- WRITTEN REQUEST: Print every line of the listing exactly, please.

- EXTRACTED DATA:

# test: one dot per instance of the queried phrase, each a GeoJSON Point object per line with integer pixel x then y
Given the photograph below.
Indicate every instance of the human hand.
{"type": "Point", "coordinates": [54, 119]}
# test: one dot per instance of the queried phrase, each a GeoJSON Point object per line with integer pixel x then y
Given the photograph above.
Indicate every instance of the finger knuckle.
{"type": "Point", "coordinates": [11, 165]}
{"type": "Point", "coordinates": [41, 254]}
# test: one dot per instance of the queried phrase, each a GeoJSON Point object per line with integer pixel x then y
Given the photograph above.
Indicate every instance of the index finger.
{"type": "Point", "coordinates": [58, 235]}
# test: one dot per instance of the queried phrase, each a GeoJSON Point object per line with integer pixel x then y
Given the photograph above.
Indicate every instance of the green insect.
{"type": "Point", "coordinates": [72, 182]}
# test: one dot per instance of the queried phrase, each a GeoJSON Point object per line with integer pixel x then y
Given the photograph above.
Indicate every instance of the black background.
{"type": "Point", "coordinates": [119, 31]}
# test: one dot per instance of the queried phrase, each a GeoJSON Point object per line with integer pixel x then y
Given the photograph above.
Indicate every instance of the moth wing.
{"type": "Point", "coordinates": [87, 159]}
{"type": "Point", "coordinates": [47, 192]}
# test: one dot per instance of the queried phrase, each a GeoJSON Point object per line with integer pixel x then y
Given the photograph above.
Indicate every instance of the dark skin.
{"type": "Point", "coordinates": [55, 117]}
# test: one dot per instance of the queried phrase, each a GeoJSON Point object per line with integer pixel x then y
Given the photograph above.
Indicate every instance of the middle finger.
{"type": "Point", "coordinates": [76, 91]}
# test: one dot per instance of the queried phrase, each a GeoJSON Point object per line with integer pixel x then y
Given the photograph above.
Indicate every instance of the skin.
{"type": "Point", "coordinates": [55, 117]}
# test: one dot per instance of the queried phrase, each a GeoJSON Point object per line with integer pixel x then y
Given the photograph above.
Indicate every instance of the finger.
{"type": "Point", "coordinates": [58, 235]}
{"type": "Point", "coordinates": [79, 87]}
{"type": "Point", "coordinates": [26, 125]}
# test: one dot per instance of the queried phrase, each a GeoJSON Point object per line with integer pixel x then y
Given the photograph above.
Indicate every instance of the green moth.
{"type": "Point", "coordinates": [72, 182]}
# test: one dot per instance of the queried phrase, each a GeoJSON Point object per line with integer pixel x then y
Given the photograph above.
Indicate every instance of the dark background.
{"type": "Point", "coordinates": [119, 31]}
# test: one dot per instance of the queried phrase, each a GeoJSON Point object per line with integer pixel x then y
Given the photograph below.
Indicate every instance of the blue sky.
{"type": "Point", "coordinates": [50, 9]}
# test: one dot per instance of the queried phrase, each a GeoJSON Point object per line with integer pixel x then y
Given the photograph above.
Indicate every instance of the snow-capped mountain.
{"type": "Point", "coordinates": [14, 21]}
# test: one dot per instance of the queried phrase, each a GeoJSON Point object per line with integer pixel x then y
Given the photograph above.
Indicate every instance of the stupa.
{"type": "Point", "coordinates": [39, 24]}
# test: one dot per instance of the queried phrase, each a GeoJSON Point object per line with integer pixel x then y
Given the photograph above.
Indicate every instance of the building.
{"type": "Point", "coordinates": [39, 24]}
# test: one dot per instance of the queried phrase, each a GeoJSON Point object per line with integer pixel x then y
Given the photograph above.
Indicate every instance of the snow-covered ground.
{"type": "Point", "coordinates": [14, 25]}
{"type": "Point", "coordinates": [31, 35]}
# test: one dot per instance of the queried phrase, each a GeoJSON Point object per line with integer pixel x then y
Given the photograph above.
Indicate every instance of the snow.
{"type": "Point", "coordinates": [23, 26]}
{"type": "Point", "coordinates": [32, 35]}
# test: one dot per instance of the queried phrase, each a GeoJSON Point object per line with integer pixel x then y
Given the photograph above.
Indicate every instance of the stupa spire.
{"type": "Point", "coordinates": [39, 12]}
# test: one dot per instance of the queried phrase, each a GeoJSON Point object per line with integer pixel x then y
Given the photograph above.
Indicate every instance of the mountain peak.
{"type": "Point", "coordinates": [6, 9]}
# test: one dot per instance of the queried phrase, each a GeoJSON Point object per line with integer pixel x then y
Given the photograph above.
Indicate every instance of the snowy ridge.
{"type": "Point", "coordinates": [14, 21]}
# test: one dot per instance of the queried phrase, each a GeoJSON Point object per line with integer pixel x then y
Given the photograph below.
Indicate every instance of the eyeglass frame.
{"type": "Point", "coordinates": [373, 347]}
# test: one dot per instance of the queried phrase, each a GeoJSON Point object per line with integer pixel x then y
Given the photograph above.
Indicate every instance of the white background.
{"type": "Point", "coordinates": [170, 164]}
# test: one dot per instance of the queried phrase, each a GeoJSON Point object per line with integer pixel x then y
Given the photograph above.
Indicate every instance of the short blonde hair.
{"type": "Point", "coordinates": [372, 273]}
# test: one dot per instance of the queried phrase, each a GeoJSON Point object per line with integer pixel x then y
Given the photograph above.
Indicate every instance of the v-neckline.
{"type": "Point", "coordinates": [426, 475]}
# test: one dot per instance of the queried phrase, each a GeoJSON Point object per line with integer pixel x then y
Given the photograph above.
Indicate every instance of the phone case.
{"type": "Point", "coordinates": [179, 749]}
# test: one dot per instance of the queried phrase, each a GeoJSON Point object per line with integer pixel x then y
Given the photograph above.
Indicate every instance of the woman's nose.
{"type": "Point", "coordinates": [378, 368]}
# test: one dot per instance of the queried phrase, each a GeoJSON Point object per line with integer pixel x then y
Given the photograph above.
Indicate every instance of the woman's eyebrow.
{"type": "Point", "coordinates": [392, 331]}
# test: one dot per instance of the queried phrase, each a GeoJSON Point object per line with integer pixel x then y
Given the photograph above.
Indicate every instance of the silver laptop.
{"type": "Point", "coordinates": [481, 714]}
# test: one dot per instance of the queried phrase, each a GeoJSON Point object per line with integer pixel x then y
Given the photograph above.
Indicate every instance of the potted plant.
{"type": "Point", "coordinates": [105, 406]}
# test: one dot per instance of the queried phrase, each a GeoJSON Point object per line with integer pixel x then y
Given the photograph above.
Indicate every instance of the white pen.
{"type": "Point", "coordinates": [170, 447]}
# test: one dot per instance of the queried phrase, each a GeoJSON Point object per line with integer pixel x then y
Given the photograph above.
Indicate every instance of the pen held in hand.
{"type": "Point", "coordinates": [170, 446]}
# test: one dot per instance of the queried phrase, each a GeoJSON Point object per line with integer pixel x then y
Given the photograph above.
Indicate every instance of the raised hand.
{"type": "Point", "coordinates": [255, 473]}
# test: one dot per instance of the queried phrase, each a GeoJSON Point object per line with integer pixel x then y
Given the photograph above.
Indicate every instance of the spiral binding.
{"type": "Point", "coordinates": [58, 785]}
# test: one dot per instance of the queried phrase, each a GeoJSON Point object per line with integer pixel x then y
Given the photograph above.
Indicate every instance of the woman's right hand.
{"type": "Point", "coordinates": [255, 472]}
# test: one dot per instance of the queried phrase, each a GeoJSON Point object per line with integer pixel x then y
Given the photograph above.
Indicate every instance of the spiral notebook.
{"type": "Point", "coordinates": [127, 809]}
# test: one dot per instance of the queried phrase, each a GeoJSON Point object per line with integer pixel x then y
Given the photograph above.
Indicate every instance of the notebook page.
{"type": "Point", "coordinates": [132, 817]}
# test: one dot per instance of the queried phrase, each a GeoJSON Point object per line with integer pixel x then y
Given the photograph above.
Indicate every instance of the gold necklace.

- SOLVED PROBLEM:
# test: one dot per instance of the queried phrase, each a GeoJSON Point object per line with integer pixel x then y
Given the photograph below.
Indicate every instance of the human hand.
{"type": "Point", "coordinates": [54, 119]}
# test: one dot per instance of the queried phrase, each a GeoJSON Point object per line with integer pixel x then y
Given the photograph above.
Indicate every instance of the finger knuckle.
{"type": "Point", "coordinates": [11, 165]}
{"type": "Point", "coordinates": [41, 254]}
# test: one dot per instance of the queried phrase, each a GeoJSON Point object per line with integer pixel x then y
Given the photograph above.
Indicate every instance of the index finger.
{"type": "Point", "coordinates": [58, 235]}
# test: one dot per instance of the queried phrase, each a GeoJSON Point object per line with integer pixel x then y
Given the photograph above.
Indicate every instance of the green insect.
{"type": "Point", "coordinates": [72, 182]}
# test: one dot per instance of the queried phrase, each a GeoJSON Point object per line with integer pixel x then y
Given the photograph above.
Indicate every instance of the black background.
{"type": "Point", "coordinates": [119, 31]}
# test: one dot per instance of the queried phrase, each a GeoJSON Point object per line with integer pixel x then y
Given the photograph above.
Indicate every instance of the moth wing.
{"type": "Point", "coordinates": [87, 159]}
{"type": "Point", "coordinates": [47, 192]}
# test: one dot per instance of the queried phrase, each a GeoJSON Point object per line with integer pixel x then y
Given the photograph above.
Indicate every instance of the dark skin.
{"type": "Point", "coordinates": [55, 117]}
# test: one dot per instance of the queried phrase, each a GeoJSON Point object per line with integer pixel x then y
Given the photograph above.
Indicate every instance of the middle finger.
{"type": "Point", "coordinates": [76, 91]}
# test: one dot per instance of the queried phrase, each a GeoJSON Point object per line with integer pixel x then y
Given the photograph above.
Indicate every instance of the skin.
{"type": "Point", "coordinates": [55, 117]}
# test: one dot per instance of the queried phrase, each a GeoJSON Point object per line with integer pixel x then y
Given the photograph above.
Indicate every instance of the finger.
{"type": "Point", "coordinates": [58, 235]}
{"type": "Point", "coordinates": [79, 87]}
{"type": "Point", "coordinates": [26, 125]}
# test: one dot per instance of the queried phrase, each a GeoJSON Point object per line with integer pixel x then y
Given the photograph above.
Indicate every instance of the green moth.
{"type": "Point", "coordinates": [72, 182]}
# test: one dot per instance of the queried phrase, each a GeoJSON Point object per line with integer pixel x then y
Given the photograph above.
Indicate every instance of the dark background.
{"type": "Point", "coordinates": [119, 31]}
# test: one dot per instance of the queried phrase, each a GeoJSON Point object per line with integer pixel x then y
Given the photograph below.
Indicate every instance of the blue sky.
{"type": "Point", "coordinates": [50, 9]}
# test: one dot per instance of the queried phrase, each a GeoJSON Point object per line with integer pixel x then y
Given the photograph above.
Indicate every instance of the snow-capped mountain.
{"type": "Point", "coordinates": [14, 21]}
# test: one dot per instance of the queried phrase, each a GeoJSON Point object per line with integer pixel x then y
Given the photograph above.
Indicate every instance of the stupa.
{"type": "Point", "coordinates": [39, 24]}
# test: one dot per instance of the queried phrase, each a GeoJSON Point object per line with integer pixel x then y
Given the photograph above.
Indicate every instance of the building.
{"type": "Point", "coordinates": [39, 24]}
# test: one dot per instance of the queried phrase, each a GeoJSON Point object per line with integer pixel x then y
Given the photograph above.
Indicate every instance of the snow-covered ground.
{"type": "Point", "coordinates": [14, 25]}
{"type": "Point", "coordinates": [31, 35]}
# test: one dot per instance of the queried phrase, each a GeoJSON Point object per line with integer pixel x then y
Given the photograph above.
Indicate every instance of the snow.
{"type": "Point", "coordinates": [23, 26]}
{"type": "Point", "coordinates": [32, 35]}
# test: one dot per instance of the queried phrase, each a GeoJSON Point object per line with integer pixel x then y
Given the photograph above.
Indicate every instance of the stupa spire.
{"type": "Point", "coordinates": [39, 12]}
# test: one dot per instance of the queried phrase, each a GeoJSON Point object per line with integer pixel x then y
Given the photograph above.
Indicate every instance of the mountain peak.
{"type": "Point", "coordinates": [6, 9]}
# test: one dot per instance of the queried phrase, each a GeoJSON Point object per line with integer pixel x then y
Given the photograph above.
Indicate every instance of the snowy ridge.
{"type": "Point", "coordinates": [14, 21]}
# test: one dot per instance of the queried phrase, each a GeoJSON Point object per line with integer pixel x then y
Given the photograph below.
Indicate every instance of the eyeglass frame.
{"type": "Point", "coordinates": [373, 347]}
# test: one dot per instance of the queried phrase, each a GeoJSON Point object per line with integer pixel x then y
Given the photograph above.
Indicate every instance of the white background.
{"type": "Point", "coordinates": [170, 164]}
# test: one dot per instance of the queried phrase, each a GeoJSON Point object per line with integer pixel x then y
Given the photograph above.
Indicate every instance of the short blonde hair.
{"type": "Point", "coordinates": [372, 273]}
# test: one dot per instance of the queried phrase, each a GeoJSON Point object per line with integer pixel x then y
Given the photograph above.
Indicate every instance of the v-neckline.
{"type": "Point", "coordinates": [426, 475]}
# test: one dot per instance of the queried phrase, each a GeoJSON Point object per line with integer pixel x then y
Given the photograph above.
Indicate every instance of the phone case.
{"type": "Point", "coordinates": [179, 749]}
# test: one dot per instance of the queried phrase, each a GeoJSON Point object per line with integer pixel x then y
Given the photograph above.
Indicate every instance of the woman's nose.
{"type": "Point", "coordinates": [378, 368]}
# test: one dot per instance of the queried phrase, each a GeoJSON Point object per line with integer pixel x then y
Given the photograph above.
Indicate every instance of the woman's eyebrow.
{"type": "Point", "coordinates": [392, 331]}
# test: one dot per instance of the queried phrase, each a GeoJSON Point object per line with integer pixel x then y
Given the photograph above.
Indicate every instance of the silver laptop.
{"type": "Point", "coordinates": [481, 714]}
# test: one dot per instance of the queried phrase, each a GeoJSON Point object per line with integer pixel x then y
Given the photograph above.
Indicate every instance of the potted plant.
{"type": "Point", "coordinates": [105, 406]}
# test: one dot per instance of the queried phrase, each a GeoJSON Point object per line with integer pixel x then y
Given the photograph above.
Indicate every instance of the white pen.
{"type": "Point", "coordinates": [170, 447]}
# test: one dot per instance of the queried phrase, each a GeoJSON Point object per line with integer pixel x then y
Given the photograph above.
Indicate every instance of the pen held in hand.
{"type": "Point", "coordinates": [170, 446]}
# test: one dot per instance of the queried phrase, each a GeoJSON Point object per line with integer pixel x then y
Given the photograph above.
Indicate every instance of the raised hand.
{"type": "Point", "coordinates": [255, 473]}
# test: one dot per instance of the queried phrase, each a GeoJSON Point object per line with integer pixel x then y
Given the photograph above.
Indicate every instance of the spiral binding.
{"type": "Point", "coordinates": [58, 785]}
# test: one dot per instance of the queried phrase, each a GeoJSON Point object per line with integer pixel x then y
Given the photograph above.
Indicate every instance of the woman's right hand.
{"type": "Point", "coordinates": [255, 472]}
# test: one dot per instance of the queried phrase, each a GeoJSON Point object per line with integer pixel x then y
Given the photograph above.
Indicate every instance of the spiral notebook.
{"type": "Point", "coordinates": [127, 809]}
# test: one dot per instance of the queried phrase, each a GeoJSON Point object per line with integer pixel x then y
Given the photograph above.
Indicate every instance of the notebook page.
{"type": "Point", "coordinates": [132, 817]}
# test: one dot per instance of the queried phrase, each a GeoJSON Point object per line with integer pixel x then y
Given the photograph above.
Indicate every instance of the gold necklace.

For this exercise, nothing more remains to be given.